- **The task**:
Rewrite everything from the line containing "outline harbor" down to the end of the entries, replacing "harbor" with "marina" and leaving all else unchanged.

(Collected data entries)

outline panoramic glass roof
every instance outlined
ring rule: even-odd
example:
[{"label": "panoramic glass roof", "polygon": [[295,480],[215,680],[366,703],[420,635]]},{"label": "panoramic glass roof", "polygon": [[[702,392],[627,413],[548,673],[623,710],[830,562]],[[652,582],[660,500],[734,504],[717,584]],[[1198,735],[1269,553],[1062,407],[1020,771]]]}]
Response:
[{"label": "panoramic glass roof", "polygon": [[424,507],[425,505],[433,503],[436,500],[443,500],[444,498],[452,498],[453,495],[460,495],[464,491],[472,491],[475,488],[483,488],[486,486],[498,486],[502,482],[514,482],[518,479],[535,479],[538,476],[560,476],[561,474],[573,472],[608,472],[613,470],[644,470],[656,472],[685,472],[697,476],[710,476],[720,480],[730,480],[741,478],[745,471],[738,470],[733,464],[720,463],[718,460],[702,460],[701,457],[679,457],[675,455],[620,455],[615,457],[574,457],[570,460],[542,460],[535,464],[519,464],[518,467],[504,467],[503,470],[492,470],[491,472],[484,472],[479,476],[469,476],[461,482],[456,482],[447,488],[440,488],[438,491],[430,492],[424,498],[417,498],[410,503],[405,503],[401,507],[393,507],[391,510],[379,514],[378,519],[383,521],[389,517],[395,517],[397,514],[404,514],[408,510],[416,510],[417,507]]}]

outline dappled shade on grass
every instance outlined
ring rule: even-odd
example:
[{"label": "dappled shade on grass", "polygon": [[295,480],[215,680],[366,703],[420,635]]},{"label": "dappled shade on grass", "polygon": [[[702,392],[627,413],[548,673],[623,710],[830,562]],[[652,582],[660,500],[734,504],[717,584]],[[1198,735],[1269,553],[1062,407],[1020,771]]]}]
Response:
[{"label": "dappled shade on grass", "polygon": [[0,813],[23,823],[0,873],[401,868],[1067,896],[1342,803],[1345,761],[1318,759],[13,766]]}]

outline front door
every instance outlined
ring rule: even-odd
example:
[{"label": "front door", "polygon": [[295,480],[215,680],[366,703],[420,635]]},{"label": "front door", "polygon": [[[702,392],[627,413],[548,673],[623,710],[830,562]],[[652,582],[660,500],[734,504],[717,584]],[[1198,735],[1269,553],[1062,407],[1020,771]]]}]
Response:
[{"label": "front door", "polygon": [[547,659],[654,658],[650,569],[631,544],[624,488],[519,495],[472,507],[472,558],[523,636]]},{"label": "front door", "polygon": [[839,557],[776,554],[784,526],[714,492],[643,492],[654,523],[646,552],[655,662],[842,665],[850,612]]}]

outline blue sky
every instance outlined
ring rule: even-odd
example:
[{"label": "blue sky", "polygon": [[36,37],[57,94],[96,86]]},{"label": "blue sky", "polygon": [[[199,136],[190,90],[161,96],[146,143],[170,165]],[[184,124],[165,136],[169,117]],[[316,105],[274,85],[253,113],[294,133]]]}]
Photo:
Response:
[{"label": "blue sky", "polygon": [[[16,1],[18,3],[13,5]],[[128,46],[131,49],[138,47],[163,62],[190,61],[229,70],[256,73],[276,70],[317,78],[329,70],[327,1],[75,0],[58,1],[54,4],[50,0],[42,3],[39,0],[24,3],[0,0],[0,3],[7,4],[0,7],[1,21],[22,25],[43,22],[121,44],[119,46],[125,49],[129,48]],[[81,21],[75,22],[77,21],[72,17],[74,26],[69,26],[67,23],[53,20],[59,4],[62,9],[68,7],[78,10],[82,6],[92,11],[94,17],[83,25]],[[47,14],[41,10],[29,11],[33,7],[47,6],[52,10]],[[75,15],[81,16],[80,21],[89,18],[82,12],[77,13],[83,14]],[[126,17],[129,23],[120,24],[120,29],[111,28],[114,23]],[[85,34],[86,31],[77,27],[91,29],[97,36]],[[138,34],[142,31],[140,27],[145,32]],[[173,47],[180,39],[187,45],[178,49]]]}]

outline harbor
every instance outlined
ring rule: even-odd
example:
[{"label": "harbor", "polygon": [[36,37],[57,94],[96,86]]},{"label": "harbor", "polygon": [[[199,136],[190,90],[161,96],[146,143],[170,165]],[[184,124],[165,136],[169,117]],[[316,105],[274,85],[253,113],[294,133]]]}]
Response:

- **Correct response**:
outline marina
every instance outlined
ring rule: even-odd
example:
[{"label": "marina", "polygon": [[36,37],[57,94],[96,86]]},{"label": "marina", "polygon": [[[199,136],[190,90],[161,96],[146,143],[170,165]],[[184,124],[165,136],[169,117]],[[316,105],[274,85],[253,113],[294,133]]]}]
Response:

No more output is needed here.